* Task directions: Could you give back exactly the lines below from the one with "grab the bokeh" through the one with "grab the background", without a single picture?

* Available data:
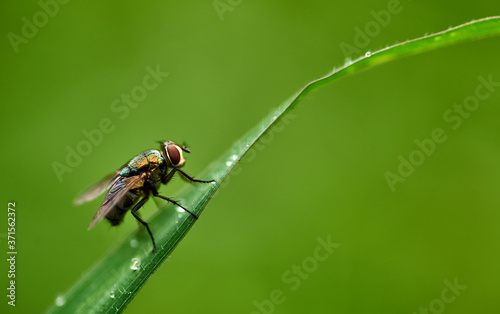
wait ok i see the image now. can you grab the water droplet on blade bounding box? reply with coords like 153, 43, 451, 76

* * *

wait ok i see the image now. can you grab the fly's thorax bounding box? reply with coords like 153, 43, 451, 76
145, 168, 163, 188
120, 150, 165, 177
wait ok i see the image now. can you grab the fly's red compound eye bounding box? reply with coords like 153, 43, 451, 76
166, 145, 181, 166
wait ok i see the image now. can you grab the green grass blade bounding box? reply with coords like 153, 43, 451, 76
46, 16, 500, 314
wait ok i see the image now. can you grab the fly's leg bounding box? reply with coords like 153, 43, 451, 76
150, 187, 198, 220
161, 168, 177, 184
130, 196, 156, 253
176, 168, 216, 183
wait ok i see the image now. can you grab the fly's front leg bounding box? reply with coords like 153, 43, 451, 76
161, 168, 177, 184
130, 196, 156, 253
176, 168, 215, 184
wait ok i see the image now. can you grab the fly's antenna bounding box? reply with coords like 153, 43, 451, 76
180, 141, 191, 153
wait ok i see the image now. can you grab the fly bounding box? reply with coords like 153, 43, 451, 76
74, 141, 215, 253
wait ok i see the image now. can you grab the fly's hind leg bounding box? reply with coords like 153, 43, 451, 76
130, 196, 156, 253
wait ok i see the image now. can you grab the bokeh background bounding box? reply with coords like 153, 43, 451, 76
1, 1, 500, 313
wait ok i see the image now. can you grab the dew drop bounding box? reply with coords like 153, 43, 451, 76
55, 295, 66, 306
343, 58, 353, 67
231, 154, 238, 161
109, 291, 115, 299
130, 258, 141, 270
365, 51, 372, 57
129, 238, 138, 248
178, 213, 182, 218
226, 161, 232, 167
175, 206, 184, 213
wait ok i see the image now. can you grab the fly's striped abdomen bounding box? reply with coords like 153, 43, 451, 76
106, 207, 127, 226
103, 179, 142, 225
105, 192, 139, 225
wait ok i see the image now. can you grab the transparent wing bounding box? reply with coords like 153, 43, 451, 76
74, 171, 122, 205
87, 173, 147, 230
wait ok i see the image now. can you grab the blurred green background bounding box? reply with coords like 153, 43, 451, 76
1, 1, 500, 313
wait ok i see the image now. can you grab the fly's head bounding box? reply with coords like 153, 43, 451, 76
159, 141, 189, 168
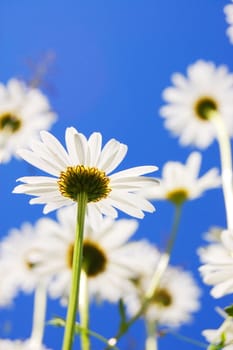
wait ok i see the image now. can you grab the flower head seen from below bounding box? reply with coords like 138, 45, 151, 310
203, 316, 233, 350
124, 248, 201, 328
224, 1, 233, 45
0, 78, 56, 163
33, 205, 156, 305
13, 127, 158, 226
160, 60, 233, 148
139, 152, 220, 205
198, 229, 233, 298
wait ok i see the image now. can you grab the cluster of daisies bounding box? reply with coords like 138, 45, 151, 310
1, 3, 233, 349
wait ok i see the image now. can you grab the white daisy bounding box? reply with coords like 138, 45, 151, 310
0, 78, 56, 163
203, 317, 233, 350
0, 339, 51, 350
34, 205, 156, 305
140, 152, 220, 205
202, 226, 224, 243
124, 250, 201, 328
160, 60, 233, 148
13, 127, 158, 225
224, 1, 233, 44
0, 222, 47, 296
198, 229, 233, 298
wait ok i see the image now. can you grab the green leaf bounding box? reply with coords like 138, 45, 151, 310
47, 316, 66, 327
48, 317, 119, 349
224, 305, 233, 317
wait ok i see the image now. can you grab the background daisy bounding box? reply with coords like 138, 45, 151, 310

* Exercise solution:
wait ok i see the image now. can you grab the bokeh background bounding box? reply with coords like 153, 43, 451, 76
1, 1, 500, 313
wait ok i see the image now. can you grab the dew drop bounding box? reply with coords like 153, 43, 451, 76
55, 295, 66, 306
343, 58, 353, 67
231, 154, 238, 161
109, 291, 115, 299
130, 258, 141, 270
365, 51, 372, 57
129, 238, 138, 248
178, 213, 182, 218
226, 161, 232, 167
175, 206, 184, 213
wait ok i see the image now. can you grab the fly's striped abdomen bounding box? reply with coords like 153, 43, 451, 76
106, 207, 127, 226
103, 179, 142, 225
105, 192, 139, 225
wait ok i see the image now. can you grab the transparent wing bounding box? reply with coords like 153, 43, 451, 76
74, 171, 122, 205
87, 173, 147, 230
wait ok i see the image now. can you grab the blurred green background bounding box? reply with coords like 153, 43, 451, 76
1, 1, 500, 313
wait ok i see the image now. can you grab the fly's head bounding box? reply with coords like 153, 43, 451, 76
159, 141, 189, 168
wait ok i see the image now. can you grab the flower head seen from below bounding box? reply with coords like 138, 45, 151, 310
203, 316, 233, 350
124, 248, 201, 328
224, 1, 233, 45
0, 78, 56, 163
33, 205, 156, 305
13, 127, 158, 226
160, 60, 233, 148
139, 152, 220, 205
198, 229, 233, 298
wait ok i see the image now. can you grab the cluster of daisies bounding box? reply with coords like 138, 45, 151, 310
1, 3, 233, 349
wait ok i see the image now. can you grab the white daisy bounding box? reply with coords like 138, 45, 151, 310
0, 78, 56, 163
203, 317, 233, 350
0, 339, 51, 350
34, 205, 156, 305
140, 152, 220, 205
202, 226, 224, 243
124, 250, 201, 328
160, 60, 233, 148
13, 127, 158, 225
224, 1, 233, 44
0, 222, 47, 296
198, 229, 233, 298
wait ok i see the image now. can you grab the green leaf bounding box? reply with coords like 138, 45, 151, 310
47, 316, 66, 327
48, 317, 119, 349
224, 305, 233, 317
wait ok i see the image now. can you grab the background daisy bounding box? reply with coords like 138, 45, 151, 310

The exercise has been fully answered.